Exercise brief:
Among the lines of the records below, copy those that hold the word "podium".

(Point localization data)
== Segment start ==

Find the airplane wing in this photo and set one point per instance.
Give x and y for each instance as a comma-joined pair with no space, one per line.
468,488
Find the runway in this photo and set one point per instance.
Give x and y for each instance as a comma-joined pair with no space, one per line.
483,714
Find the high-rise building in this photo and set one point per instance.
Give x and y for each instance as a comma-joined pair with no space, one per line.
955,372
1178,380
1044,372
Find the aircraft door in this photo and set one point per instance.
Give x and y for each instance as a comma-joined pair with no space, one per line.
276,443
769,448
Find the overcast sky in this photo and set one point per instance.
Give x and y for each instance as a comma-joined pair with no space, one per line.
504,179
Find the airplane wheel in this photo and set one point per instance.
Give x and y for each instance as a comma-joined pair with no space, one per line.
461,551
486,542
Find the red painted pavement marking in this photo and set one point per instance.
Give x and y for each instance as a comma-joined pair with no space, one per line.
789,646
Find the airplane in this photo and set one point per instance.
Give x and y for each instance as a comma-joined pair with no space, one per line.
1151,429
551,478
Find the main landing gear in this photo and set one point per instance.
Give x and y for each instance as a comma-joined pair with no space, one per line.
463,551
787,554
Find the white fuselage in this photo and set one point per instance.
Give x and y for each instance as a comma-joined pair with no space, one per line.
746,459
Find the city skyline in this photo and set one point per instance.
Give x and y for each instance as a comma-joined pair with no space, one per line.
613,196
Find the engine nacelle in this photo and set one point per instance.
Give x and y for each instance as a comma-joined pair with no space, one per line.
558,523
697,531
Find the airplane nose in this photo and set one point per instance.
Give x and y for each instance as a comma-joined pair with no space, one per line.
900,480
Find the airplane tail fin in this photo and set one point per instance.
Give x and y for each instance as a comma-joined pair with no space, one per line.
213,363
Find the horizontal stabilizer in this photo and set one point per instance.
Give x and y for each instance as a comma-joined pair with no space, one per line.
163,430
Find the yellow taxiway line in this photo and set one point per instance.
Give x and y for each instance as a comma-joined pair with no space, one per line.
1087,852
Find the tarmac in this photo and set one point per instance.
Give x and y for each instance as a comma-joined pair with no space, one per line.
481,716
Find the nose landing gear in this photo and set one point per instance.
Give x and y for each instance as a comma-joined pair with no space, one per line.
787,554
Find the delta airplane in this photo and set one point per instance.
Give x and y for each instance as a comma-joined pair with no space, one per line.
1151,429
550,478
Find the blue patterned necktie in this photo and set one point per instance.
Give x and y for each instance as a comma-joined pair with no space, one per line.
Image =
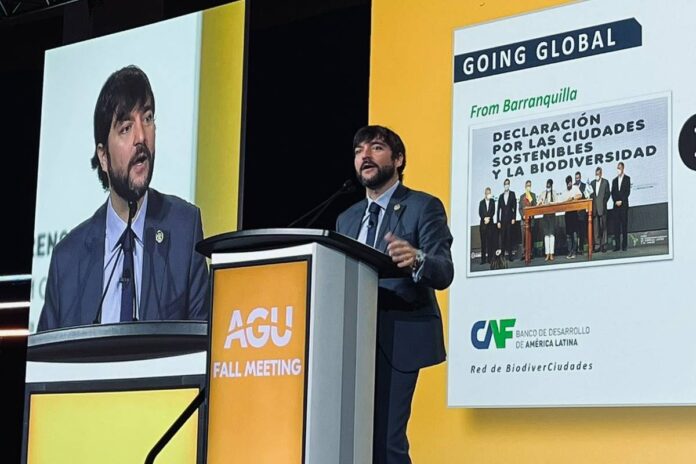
126,284
372,222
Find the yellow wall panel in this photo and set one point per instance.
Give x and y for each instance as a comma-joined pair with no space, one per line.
220,117
110,427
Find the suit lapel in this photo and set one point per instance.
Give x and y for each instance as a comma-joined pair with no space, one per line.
392,216
91,269
156,241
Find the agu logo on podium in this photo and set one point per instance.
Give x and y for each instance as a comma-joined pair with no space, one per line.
260,326
257,362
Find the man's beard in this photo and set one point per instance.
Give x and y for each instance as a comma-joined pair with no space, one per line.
122,185
384,174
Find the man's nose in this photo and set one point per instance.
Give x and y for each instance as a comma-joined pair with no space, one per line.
138,132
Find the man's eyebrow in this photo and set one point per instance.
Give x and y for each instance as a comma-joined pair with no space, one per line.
123,116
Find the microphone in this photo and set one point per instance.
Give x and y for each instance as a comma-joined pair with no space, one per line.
347,187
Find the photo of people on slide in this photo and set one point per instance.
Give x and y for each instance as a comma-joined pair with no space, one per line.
577,189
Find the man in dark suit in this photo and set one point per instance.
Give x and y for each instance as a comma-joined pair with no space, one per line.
91,269
600,198
487,230
620,191
411,227
528,198
582,215
507,212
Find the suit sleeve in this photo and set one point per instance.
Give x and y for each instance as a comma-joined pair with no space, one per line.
50,313
435,240
198,277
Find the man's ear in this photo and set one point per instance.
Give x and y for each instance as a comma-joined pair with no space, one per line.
103,160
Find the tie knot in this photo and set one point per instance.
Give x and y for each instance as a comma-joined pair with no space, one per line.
126,239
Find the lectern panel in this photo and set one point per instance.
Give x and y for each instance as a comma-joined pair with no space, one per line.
257,362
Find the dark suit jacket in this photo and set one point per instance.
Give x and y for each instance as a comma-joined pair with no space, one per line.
409,329
622,193
490,212
600,196
175,276
507,211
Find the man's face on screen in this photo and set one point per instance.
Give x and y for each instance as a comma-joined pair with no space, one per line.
374,163
130,156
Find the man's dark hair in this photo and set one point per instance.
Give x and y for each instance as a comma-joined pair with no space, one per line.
386,135
125,90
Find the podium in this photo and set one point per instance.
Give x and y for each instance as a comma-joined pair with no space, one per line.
291,360
106,393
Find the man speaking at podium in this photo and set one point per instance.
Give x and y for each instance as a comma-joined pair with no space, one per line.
134,259
411,227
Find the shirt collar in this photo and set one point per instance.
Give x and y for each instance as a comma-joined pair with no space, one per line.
115,225
384,198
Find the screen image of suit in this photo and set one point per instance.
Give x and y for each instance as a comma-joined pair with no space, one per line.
174,276
600,198
409,327
487,232
620,192
507,212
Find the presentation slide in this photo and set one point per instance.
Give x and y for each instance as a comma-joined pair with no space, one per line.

== Segment end ==

Solved exercise:
Find the agu logo on podium in this photo and set one point per instance.
Find the podium in this photo and set one point per instance.
Find the man speaking at podium in this photo and set one point per instance.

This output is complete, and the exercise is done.